◆ The exercise
State how many lines of the records below contain the string "jeans". Reply with that number alone.

◆ Provided data
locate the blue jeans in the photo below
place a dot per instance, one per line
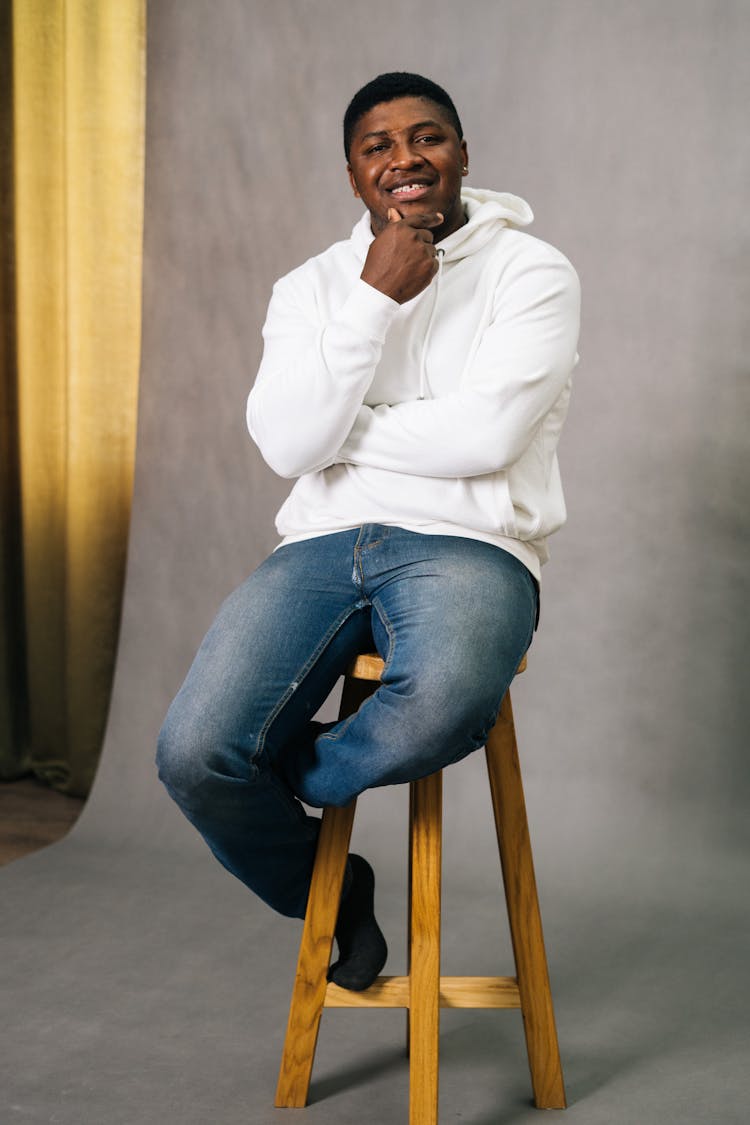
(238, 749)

==

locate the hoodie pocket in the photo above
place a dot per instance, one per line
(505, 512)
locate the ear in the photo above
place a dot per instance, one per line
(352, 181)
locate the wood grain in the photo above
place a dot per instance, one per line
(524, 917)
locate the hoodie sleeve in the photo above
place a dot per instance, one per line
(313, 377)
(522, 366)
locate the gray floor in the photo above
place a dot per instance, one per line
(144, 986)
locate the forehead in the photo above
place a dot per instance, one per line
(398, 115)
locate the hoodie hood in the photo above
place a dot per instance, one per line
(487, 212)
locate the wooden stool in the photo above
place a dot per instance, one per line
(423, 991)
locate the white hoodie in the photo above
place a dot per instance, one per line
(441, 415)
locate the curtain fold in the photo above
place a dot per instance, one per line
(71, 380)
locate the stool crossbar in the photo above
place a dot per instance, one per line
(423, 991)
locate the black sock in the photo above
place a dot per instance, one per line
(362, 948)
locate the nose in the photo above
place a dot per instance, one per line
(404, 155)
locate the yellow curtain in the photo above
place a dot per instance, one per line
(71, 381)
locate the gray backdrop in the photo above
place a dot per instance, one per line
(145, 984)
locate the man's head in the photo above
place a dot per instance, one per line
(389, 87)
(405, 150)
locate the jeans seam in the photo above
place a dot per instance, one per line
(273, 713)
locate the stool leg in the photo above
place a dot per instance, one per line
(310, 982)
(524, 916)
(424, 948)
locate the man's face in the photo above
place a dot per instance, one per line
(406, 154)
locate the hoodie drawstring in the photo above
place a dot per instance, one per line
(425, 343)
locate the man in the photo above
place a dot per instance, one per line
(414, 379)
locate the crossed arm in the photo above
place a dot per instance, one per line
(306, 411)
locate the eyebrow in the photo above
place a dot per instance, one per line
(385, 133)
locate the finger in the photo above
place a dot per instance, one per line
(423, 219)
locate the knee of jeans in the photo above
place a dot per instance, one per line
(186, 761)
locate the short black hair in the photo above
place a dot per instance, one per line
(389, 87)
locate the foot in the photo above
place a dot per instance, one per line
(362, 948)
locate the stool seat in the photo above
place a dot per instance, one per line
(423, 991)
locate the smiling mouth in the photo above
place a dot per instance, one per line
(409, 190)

--

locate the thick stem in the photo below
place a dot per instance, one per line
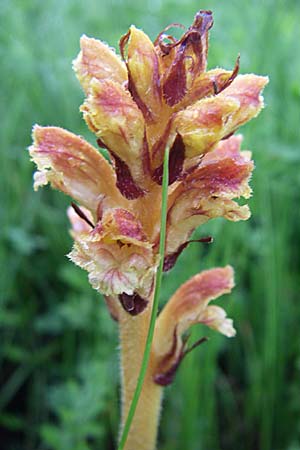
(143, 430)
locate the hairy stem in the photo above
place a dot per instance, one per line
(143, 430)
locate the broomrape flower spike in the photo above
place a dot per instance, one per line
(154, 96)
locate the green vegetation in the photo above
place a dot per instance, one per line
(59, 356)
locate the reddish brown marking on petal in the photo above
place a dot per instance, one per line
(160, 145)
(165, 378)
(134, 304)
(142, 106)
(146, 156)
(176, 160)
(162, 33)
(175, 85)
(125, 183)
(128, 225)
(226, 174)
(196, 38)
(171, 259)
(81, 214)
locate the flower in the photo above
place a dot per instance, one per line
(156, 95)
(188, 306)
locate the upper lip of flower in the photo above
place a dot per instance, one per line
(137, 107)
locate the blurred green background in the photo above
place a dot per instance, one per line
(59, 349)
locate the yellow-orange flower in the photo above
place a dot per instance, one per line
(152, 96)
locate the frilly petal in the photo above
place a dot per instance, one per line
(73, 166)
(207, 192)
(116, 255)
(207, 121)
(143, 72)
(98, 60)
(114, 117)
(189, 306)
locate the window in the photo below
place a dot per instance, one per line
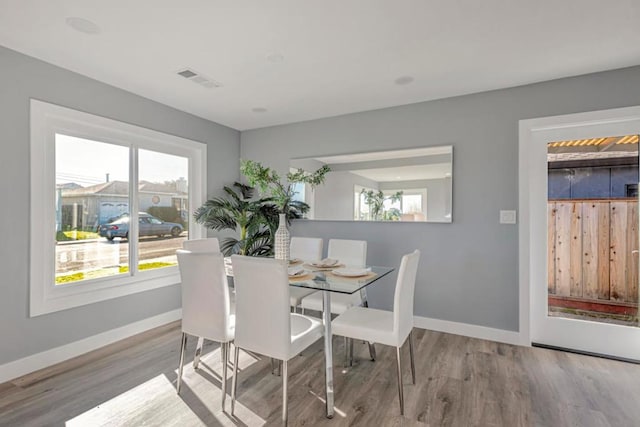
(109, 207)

◆ Output
3